:: Set exercise ::
Copy each of the following items line for line, keeping every character unchanged.
**** Stored records ****
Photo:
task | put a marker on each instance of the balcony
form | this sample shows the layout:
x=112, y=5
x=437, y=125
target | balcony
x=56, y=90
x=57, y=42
****
:: Output of the task ::
Photo:
task | put a marker on each instance of the balcony
form | this sample shows the layout:
x=112, y=5
x=437, y=125
target | balcony
x=56, y=90
x=57, y=42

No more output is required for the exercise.